QUÉ HAY QUE HACER: ¿Podrías continuar el texto sobre la vulneración de los derechos humanos en Irán a partir de su última oración?

━━━ TEXTO DADO ━━━

Desconozco si hay algún régimen jerarquizado, en algun lugar de un mundo económicamente globalizado para provecho de unos pocos, que respete al cien por cien los derechos humanos. De lo que estoy seguro es que hay Estados que son especialmente repulsivos al respecto. Uno de ellos es el de Irán, para vergüenza de la comunidad internacional (por supuesto, con algunas excepciones con condenas firmes, que no provienen precisamente del poder político o económico). En los últimos días, personas de extraordinario valor, especialmente mujeres, se han manifestado en dicho país provocando la solidaridad en el mundo árabe en lo que es quizá una de las revueltas más notables de los últimos tiempos. El estallido fue el asesinato de la joven Mahsa Amini, por parte de la nauseabunda policía moral, por no llevar bien puesto el hijab. La revolución de carácter feminista ha esgrimido como una de sus reivindicaciones ese decir no a la imposición del velo, por lo que el acto reivindicativo de descubrirse se ha podido ver en países como Siria, Irak o Palestina. Y es que la vulneración de los derechos humanos en el régimen iraní, especialmente para las mujeres, para vergüenza de todo esos gobernantes «democráticos» que apenas realizan alguna inofensiva condena ocasional, no ha dejado de deteriorarse desde hace ya muchos años.

━━━ EXTRACTO DE DATOS ━━━

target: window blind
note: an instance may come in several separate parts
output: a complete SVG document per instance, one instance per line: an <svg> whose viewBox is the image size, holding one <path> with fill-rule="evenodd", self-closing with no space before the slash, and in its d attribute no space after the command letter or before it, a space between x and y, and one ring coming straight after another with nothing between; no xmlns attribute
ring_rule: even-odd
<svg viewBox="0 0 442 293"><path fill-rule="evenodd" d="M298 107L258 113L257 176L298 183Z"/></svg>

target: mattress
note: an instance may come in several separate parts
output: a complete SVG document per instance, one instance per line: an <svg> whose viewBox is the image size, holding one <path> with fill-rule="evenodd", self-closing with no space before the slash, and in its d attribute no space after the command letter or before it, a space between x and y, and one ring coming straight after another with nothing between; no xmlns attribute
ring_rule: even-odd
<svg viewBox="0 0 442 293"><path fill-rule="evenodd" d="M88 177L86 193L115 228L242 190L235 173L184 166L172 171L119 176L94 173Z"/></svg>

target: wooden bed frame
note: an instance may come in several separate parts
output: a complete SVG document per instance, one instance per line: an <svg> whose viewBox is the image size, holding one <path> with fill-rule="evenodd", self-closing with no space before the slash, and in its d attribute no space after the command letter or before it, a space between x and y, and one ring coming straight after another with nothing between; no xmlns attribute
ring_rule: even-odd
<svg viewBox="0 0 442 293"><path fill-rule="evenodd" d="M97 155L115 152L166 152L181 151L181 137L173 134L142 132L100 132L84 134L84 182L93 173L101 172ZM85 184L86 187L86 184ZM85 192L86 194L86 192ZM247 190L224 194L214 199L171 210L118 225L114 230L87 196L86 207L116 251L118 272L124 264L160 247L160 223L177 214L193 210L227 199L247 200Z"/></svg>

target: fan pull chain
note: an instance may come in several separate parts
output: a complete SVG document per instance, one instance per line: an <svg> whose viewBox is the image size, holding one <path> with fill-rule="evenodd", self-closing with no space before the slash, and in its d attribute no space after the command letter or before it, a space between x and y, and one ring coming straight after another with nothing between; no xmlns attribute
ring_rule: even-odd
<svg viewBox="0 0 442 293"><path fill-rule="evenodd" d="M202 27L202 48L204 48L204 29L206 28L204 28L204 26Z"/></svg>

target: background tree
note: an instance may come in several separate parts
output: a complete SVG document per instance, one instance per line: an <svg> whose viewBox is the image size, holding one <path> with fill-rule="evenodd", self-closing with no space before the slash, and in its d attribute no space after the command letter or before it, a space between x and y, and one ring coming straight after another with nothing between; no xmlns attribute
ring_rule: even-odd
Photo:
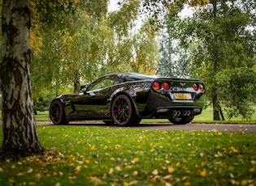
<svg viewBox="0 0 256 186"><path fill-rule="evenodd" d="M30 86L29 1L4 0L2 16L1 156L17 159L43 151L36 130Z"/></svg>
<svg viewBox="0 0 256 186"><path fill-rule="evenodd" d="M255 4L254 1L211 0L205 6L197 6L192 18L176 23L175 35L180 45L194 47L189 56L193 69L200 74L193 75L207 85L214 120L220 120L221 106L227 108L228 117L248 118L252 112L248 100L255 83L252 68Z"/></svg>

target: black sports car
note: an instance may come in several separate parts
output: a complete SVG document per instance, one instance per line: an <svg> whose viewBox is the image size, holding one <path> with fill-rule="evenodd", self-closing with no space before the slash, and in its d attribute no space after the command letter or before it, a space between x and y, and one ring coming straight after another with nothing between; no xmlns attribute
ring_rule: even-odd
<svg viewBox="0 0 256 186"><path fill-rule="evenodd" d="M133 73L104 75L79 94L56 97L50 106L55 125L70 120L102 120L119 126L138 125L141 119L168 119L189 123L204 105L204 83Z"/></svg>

━━━
━━━ EXTRACTO DE DATOS ━━━

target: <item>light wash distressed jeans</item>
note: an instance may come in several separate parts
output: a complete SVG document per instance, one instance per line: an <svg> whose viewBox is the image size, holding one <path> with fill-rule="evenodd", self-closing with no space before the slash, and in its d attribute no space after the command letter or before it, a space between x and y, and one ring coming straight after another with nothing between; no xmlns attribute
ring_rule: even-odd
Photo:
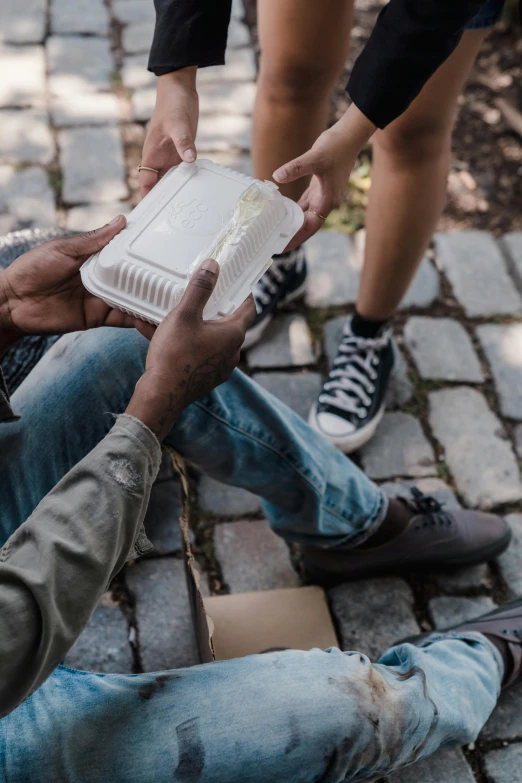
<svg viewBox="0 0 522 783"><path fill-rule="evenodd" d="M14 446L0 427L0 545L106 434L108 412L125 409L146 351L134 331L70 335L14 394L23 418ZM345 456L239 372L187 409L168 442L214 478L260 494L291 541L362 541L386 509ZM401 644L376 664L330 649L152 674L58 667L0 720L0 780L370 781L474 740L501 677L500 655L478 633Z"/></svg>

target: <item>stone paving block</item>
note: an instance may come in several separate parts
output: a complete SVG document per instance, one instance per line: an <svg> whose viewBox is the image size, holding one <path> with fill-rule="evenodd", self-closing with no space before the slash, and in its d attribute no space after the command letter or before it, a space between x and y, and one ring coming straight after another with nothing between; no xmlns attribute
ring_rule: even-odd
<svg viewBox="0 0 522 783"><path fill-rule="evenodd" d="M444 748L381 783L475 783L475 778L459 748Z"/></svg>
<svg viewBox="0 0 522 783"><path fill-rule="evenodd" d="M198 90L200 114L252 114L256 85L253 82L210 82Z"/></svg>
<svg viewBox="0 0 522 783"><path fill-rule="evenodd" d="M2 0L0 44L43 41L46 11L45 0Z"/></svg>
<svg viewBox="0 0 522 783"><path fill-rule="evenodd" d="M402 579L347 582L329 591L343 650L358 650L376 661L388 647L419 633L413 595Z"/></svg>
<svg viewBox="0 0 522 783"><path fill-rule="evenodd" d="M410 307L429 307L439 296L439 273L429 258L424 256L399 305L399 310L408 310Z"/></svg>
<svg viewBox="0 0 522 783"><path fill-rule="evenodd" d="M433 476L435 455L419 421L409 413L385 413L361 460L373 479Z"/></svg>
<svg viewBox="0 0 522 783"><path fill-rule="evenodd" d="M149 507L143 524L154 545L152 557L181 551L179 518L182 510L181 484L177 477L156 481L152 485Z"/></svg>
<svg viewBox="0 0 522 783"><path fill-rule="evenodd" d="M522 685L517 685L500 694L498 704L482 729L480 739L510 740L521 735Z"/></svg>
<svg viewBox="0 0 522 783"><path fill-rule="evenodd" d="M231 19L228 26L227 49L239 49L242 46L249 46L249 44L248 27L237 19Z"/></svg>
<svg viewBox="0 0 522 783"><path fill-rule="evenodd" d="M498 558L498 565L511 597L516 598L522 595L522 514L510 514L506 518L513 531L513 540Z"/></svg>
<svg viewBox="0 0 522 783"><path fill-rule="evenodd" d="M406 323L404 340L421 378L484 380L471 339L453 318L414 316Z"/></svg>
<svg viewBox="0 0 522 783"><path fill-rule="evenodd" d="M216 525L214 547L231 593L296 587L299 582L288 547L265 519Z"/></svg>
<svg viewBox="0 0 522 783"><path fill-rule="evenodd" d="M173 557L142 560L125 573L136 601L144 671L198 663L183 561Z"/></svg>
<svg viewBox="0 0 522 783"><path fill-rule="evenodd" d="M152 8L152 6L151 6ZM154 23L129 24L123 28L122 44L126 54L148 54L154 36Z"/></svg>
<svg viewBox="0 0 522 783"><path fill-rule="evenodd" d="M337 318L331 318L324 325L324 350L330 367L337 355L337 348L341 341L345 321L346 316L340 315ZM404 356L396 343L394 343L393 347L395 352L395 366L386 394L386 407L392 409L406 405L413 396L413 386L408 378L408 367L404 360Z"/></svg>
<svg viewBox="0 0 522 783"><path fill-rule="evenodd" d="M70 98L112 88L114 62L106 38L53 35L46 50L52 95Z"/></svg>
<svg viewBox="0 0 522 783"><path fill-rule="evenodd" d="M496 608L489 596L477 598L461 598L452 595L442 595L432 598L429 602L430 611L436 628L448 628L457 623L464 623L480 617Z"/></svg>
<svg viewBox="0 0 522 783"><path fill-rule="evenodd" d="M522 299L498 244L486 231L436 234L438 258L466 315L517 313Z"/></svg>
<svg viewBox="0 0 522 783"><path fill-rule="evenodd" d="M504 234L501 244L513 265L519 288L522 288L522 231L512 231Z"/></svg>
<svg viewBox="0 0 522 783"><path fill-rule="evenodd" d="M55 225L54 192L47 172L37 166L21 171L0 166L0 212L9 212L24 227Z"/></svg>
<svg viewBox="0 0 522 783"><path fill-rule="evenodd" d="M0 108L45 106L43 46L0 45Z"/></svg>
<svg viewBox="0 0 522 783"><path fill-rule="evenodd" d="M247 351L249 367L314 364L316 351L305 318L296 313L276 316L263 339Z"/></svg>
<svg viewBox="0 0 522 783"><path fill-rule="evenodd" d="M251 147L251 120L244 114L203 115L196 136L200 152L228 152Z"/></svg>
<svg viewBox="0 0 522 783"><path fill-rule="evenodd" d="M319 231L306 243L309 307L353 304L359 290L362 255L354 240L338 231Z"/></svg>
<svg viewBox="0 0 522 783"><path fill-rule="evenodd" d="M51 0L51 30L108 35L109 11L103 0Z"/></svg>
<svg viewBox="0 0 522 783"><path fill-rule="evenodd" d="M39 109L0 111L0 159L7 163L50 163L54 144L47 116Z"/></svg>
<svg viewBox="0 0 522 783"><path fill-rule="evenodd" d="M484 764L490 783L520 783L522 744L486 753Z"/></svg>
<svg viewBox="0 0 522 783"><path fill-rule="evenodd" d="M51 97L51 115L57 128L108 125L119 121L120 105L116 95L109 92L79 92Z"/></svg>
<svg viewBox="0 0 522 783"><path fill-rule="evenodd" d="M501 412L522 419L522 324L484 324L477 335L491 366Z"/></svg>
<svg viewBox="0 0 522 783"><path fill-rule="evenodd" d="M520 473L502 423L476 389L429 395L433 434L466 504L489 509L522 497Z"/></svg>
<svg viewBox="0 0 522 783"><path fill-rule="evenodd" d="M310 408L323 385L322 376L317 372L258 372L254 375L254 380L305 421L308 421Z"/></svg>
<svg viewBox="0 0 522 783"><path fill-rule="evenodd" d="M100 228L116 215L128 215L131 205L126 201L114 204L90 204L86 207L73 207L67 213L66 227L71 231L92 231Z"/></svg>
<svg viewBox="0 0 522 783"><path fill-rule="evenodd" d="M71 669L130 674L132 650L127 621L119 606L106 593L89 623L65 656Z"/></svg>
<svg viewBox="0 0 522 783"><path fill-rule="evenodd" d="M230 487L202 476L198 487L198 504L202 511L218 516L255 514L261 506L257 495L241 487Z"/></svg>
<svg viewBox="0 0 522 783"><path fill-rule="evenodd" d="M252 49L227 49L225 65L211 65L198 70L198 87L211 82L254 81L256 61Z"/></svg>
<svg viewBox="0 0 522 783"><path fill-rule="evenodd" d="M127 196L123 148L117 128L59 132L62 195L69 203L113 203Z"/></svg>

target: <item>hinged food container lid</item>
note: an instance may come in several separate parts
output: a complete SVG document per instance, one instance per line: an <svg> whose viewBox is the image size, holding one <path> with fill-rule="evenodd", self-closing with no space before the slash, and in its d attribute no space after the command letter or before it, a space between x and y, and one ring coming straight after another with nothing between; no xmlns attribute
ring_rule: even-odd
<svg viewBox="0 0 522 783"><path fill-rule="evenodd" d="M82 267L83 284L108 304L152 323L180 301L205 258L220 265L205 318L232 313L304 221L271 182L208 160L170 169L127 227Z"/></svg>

━━━

RESPUESTA AL EJERCICIO:
Las mujeres que defienden sus derechos, en un sistema teocrático, son detenidas con suma violencia acusadas de los delitos pecaminosos más indignantes. Recordemos que en Irán existen castigos atávicos como latigazos, amputaciones, incluso ceguera, o la propia pena de muerte, todavía presente en tantos lugares como el más definitivo instrumento de represión por parte del Estado, por no hablar de condenas a infinidad de años de prisión para dar ejemplo a las que alzan la voz contras las leyes islámicas. Miles de personas son interrogadas, sometidas a juicios arbitrarios y encarceladas por el único delito de defender los derechos humanos; las fuerzas represivas del Estado iraní utiliza cualquier medio letal para sofocar las protestas, y la tortura y negación de asistencia médica son el pan de cada día. La violencia se dirige, sobre todo, a las mujeres y personas de condición sexual diversa, así como a minorías étnicas y religiosas, las cuales sufren una discriminación sistémica.
Hay pruebas documentales de que, en las recientes protestas, el máximo órgano militar de Irán dio órdenes a los que estaban al frente de las fuerzas armadas para reprimir con severidad a las personas que salieron a la calle indignados tras la muerte de Mahsa Amini a manos de la policía. El resultado, que conozcamos al menos, es de más de medio centenar de víctimas de la represión; las autoridades iraniés, decididas a causar el máximo daño o matar incluso, para aplastar a los insurgentes, cuentan nada menos que con la Guardia Revolucionaria, la fuerza paramilitar Basij, la Fuerza de Aplicación de la Ley de la República Islámica, la policía antidisturbios y, por si fuera poco, con agentes de seguridad vestidos de civiles. Se trata de una impunidad sistemática que prevalece en el país desde hace mucho tiempo, para vergüenza de una comunidad internacional que de una u otra manera lo tolera al no adoptar medidas firmes y solo denunciar en ocasiones sin alzar demasiado la voz, seguramente porque no hay Estado que no haga algo similar de manera más o menos encubierta.